→ **Задание**
Перепишите дословно отрывок из текста о фанатичной вере в идеалы коммунизма от слов «В 1930-м и в» до слов «тем самым, порочными.».

→ **Фрагмент текста**
╭──

Нации, Расы, Класса, Партии…
Когда их пытаются осуществлять, требуют человеческих жертвоприношений. И фанатические приверженцы самых благородных идеалов, суля вечное счастье потомкам, безжалостно губят современников, даруя райское блаженство мертвым, истребляют, увечат живых, становятся неумолимыми палачами и бессовестными лжецами. А при этом сами себя считают добродетельными и честнейшими подвижниками и убеждены, что злодействуют во имя будущего добра и лгут ради вечных истин.
Und willst du nicht mein Bruder sein,
So schlag ich dir den Schдdel ein…[3]
– поется в ландскнехтских куплетах…
Точь-в-точь так же думали и поступали мы – фанатичные послушники всеспасительных идеалов коммунизма. И когда мы видели, что во имя наших высоких, добрых идей совершаются низменные, жестокие дела, и когда сами в них участвовали, то больше всего боялись растеряться, впасть в сомнение, в ересь, боялись утратить безоглядную веру.
В 1930-м и в 1933-м и тем паче в 1937– 1938 годах, мне бывало жутко, наваливалась злая тоска. Но я убеждал себя, как привык и приучился раньше: «ошиблись, перегнули, не учли»… «логика классовой борьбы», «объективная историческая необходимость», «варварские средства борьбы против варварства»…
Понятия добра и зла, человечности и бесчеловечности представлялись нам пустыми абстракциями. И я не задумывался, почему это человечность – абстрактна, а историческая необходимость или классовое сознание – конкретны. Понятия совести, честности, гуманности мы считали идеалистическими предрассудками, интеллигентскими или буржуазными и, тем самым, порочными.
Все это я стал сознавать по-настоящему значительно позже, много лет спустя. Но уже в последние месяцы войны я ощущал это, как неотвратимо нараставшую угрозу. И тогда же впервые начал задумываться и решил, что нам недостает абсолютных, догматически прочных нравственных норм. Релятивистская мораль – дескать, все относительно; все, что полезно нам, – хорошо, а все, что полезно врагу, – плохо, – которую мы исповедуем, называя диалектикой, в конце концов вредит нам же, вредит социализму, воспитывает безнравственных ремесленников смерти. Сегодня они резво убивают врагов – настоящих или мнимых, воображаемых, завтра так же легко будут убивать своих… Когда я говорил об этом, когда спорил, стараясь убедить – нельзя, чтобы наши солдаты убивали и мучили пленных, нельзя грабить польских и немецких крестьян, – я был озабочен прежде всего – если не только – мыслями о нашей стране, о нашем общественном строе. Какими станут потом, после войны эти пареньки, пришедшие на фронт из школы и ничему не учившиеся, кроме как стрелять, окапываться, перебегать и переползать, швырять гранаты? Они привыкли видеть смерть, кровь, жестокость и ежедневно убеждались в том, что газеты, радио, их собственные командиры на митингах рассказывают о войне совсем не то, что они сами видят и испытывают.

╰──

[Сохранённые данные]

╭──

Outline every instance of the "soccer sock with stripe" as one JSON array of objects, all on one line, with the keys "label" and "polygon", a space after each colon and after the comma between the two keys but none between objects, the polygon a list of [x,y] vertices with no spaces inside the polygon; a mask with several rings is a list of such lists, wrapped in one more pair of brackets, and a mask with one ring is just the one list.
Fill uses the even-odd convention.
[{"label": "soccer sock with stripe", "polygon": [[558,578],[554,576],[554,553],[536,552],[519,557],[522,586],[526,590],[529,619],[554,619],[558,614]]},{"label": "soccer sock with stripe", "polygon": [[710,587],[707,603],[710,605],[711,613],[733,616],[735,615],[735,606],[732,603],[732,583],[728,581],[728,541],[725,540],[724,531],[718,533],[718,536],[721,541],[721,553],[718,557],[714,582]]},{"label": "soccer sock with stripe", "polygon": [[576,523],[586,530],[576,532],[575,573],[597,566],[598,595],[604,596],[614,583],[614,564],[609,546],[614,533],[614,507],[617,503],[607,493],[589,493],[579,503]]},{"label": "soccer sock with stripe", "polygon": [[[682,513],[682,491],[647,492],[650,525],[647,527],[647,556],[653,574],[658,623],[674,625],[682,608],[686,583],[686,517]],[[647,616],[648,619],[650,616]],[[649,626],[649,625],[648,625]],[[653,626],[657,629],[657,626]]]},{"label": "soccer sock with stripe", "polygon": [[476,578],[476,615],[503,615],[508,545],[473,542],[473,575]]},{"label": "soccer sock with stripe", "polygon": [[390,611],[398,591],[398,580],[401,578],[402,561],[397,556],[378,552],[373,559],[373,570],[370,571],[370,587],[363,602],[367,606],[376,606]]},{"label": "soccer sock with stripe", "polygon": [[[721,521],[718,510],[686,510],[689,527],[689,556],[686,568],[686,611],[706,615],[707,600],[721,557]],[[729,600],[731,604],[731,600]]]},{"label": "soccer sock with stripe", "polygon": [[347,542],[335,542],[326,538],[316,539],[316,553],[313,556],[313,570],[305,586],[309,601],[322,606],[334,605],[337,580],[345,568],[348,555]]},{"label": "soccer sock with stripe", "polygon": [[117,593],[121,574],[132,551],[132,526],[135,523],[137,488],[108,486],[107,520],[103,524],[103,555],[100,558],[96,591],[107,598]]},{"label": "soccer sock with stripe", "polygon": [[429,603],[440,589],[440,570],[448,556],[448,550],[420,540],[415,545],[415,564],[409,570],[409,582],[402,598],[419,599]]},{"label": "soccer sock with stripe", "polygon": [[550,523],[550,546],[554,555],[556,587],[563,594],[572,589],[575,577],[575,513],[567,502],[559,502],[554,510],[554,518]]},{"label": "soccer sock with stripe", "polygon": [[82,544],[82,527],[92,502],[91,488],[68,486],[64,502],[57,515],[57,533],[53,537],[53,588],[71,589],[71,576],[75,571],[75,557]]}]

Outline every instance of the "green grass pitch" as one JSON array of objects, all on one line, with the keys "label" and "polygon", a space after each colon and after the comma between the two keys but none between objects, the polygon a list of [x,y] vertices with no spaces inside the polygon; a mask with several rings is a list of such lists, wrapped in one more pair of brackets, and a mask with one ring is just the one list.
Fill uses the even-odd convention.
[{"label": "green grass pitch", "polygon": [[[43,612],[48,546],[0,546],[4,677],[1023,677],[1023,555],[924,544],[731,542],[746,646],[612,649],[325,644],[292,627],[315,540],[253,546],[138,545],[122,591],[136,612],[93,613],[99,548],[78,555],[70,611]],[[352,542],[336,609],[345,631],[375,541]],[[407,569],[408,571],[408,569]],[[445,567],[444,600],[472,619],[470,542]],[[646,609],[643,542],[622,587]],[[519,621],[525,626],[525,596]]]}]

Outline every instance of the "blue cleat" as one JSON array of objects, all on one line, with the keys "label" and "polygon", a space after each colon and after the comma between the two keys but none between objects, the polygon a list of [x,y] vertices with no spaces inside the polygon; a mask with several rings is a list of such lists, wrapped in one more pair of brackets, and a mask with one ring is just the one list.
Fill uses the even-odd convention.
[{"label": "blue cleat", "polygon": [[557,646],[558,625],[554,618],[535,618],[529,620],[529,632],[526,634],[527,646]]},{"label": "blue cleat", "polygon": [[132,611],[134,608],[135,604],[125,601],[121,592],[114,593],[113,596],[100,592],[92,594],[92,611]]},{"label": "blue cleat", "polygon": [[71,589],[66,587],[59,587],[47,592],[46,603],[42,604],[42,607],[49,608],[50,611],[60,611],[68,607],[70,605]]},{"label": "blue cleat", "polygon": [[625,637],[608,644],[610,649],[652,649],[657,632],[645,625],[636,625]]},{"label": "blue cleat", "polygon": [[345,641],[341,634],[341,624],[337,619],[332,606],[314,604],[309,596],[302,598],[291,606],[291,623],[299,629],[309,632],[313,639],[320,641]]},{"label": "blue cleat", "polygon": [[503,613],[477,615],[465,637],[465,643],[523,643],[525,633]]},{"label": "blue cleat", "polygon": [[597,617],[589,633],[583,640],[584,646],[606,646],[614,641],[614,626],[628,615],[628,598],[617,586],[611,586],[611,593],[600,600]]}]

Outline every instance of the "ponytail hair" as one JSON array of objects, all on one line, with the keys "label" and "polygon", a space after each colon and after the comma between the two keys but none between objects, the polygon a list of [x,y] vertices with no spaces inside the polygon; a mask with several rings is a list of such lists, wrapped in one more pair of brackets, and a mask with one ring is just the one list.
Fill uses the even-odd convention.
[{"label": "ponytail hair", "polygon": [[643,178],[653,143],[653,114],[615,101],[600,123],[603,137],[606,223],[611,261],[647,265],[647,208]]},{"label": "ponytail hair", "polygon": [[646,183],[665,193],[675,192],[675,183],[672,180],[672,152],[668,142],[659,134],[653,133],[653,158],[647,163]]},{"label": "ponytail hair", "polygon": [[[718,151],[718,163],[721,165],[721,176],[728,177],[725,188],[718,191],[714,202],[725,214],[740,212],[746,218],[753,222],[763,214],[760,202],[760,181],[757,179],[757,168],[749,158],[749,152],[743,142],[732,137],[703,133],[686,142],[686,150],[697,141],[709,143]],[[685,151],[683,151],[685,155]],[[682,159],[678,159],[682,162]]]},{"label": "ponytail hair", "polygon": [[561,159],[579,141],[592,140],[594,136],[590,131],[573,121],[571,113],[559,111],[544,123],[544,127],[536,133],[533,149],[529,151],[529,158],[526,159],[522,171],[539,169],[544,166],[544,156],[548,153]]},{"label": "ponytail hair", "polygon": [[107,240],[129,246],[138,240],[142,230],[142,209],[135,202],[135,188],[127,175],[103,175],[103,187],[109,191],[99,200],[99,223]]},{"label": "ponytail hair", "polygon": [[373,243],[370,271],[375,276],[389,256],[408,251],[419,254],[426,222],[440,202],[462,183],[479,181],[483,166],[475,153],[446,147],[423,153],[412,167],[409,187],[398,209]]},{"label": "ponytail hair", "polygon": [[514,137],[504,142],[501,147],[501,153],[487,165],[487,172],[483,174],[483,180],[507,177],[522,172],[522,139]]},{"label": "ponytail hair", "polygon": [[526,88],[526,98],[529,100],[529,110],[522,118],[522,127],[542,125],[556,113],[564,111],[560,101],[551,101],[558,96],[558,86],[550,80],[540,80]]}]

╰──

→ **Полный ответ**
В 1930-м и в 1933-м и тем паче в 1937– 1938 годах, мне бывало жутко, наваливалась злая тоска. Но я убеждал себя, как привык и приучился раньше: «ошиблись, перегнули, не учли»… «логика классовой борьбы», «объективная историческая необходимость», «варварские средства борьбы против варварства»…
Понятия добра и зла, человечности и бесчеловечности представлялись нам пустыми абстракциями. И я не задумывался, почему это человечность – абстрактна, а историческая необходимость или классовое сознание – конкретны. Понятия совести, честности, гуманности мы считали идеалистическими предрассудками, интеллигентскими или буржуазными и, тем самым, порочными.